Vai al contenuto

È stato rinvenuto uno scheletro risalente a 12.000 anni fa che potrebbe essere la più antica testimonianza del conflitto tra cacciatori e raccoglitori nel Sud-Est asiatico

Uno scheletro umano ben conservato risalente a circa 12.000 anni fa è stato rinvenuto durante uno scavo in Vietnam. Gli scienziati hanno stabilito che apparteneva a un individuo vissuto durante l’era glaciale e che contiene il DNA mitocondriale umano più antico mai trovato nella regione. I resti appartenevano a un uomo morto all’età di circa 35 anni dopo essere stato colpito al collo da un proiettile con una punta di quarzo che mostrava segni di essere stato fabbricato dall’uomo.

Obiettivo: Puoi ricopiare il testo sullo scheletro, tutto da "È stato rinvenuto uno" giù fino a "stato fabbricato dall’uomo.", mettendo "scoperto" al posto di "rinvenuto"? Per rispondere usa soltanto il testo sullo scheletro.

Voci archiviate del dataset:
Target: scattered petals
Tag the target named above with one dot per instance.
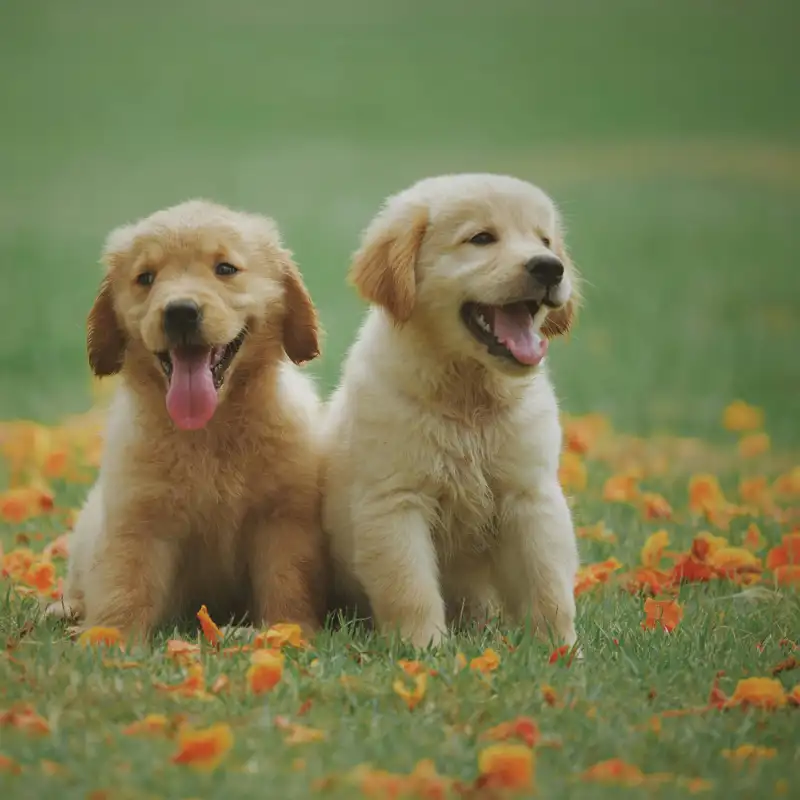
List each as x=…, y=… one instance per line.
x=488, y=662
x=109, y=637
x=506, y=766
x=210, y=630
x=654, y=506
x=758, y=693
x=787, y=552
x=266, y=670
x=203, y=749
x=740, y=416
x=665, y=614
x=280, y=635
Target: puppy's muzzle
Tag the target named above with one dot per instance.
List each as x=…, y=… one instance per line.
x=546, y=270
x=182, y=323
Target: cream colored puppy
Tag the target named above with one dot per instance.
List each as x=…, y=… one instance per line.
x=208, y=490
x=441, y=493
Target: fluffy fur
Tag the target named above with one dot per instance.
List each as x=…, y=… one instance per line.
x=227, y=514
x=440, y=491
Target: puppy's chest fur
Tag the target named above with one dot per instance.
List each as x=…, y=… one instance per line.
x=466, y=481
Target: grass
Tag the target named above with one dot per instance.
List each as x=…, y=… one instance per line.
x=667, y=133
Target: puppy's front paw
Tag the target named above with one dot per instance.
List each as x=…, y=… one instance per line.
x=424, y=636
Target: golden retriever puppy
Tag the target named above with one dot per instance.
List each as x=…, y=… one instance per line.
x=208, y=489
x=440, y=491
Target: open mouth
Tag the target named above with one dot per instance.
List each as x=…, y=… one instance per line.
x=507, y=331
x=196, y=373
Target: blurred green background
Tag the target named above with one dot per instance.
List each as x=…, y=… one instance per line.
x=667, y=132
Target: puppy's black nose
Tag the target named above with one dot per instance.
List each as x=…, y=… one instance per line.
x=548, y=270
x=181, y=319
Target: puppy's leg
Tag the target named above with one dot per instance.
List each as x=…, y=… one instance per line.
x=469, y=592
x=287, y=571
x=131, y=579
x=395, y=561
x=82, y=547
x=537, y=559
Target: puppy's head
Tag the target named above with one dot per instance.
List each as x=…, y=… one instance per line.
x=193, y=295
x=476, y=261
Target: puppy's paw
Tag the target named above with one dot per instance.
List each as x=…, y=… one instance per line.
x=64, y=610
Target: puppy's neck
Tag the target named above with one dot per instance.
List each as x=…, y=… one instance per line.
x=460, y=387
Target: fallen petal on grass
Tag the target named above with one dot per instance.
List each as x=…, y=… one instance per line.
x=203, y=749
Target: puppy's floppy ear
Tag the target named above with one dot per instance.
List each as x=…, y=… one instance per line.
x=105, y=339
x=560, y=321
x=383, y=268
x=300, y=323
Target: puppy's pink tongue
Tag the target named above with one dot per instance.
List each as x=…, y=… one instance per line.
x=192, y=397
x=513, y=327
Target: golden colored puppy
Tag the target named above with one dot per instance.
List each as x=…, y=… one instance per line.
x=440, y=491
x=209, y=483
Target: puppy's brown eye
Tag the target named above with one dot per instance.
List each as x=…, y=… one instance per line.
x=224, y=268
x=483, y=238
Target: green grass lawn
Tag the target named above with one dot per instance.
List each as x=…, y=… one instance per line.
x=668, y=133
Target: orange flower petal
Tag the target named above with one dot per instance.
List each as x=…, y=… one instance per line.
x=740, y=416
x=210, y=630
x=622, y=488
x=705, y=494
x=753, y=538
x=788, y=485
x=23, y=717
x=759, y=693
x=506, y=766
x=787, y=552
x=788, y=575
x=654, y=506
x=729, y=560
x=653, y=548
x=266, y=670
x=203, y=749
x=58, y=548
x=98, y=635
x=488, y=662
x=280, y=635
x=664, y=613
x=17, y=562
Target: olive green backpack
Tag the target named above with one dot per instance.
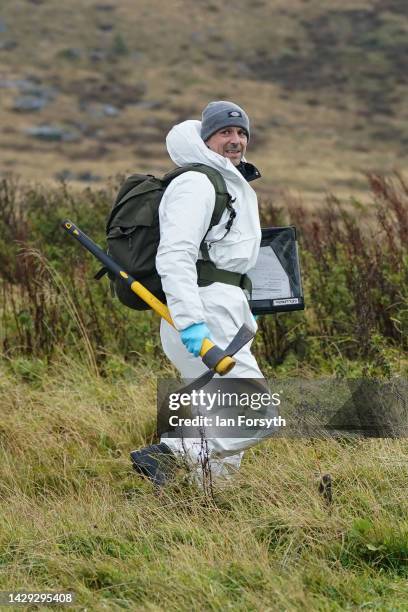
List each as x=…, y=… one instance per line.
x=133, y=232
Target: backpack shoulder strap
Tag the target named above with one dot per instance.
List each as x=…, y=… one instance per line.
x=222, y=197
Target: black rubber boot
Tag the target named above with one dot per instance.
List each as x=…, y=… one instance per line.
x=157, y=462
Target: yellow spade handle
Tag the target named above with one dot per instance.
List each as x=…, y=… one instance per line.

Soluzione scritta:
È stato scoperto uno scheletro risalente a 12.000 anni fa che potrebbe essere la più antica testimonianza del conflitto tra cacciatori e raccoglitori nel Sud-Est asiatico

Uno scheletro umano ben conservato risalente a circa 12.000 anni fa è stato scoperto durante uno scavo in Vietnam. Gli scienziati hanno stabilito che apparteneva a un individuo vissuto durante l’era glaciale e che contiene il DNA mitocondriale umano più antico mai trovato nella regione. I resti appartenevano a un uomo morto all’età di circa 35 anni dopo essere stato colpito al collo da un proiettile con una punta di quarzo che mostrava segni di essere stato fabbricato dall’uomo.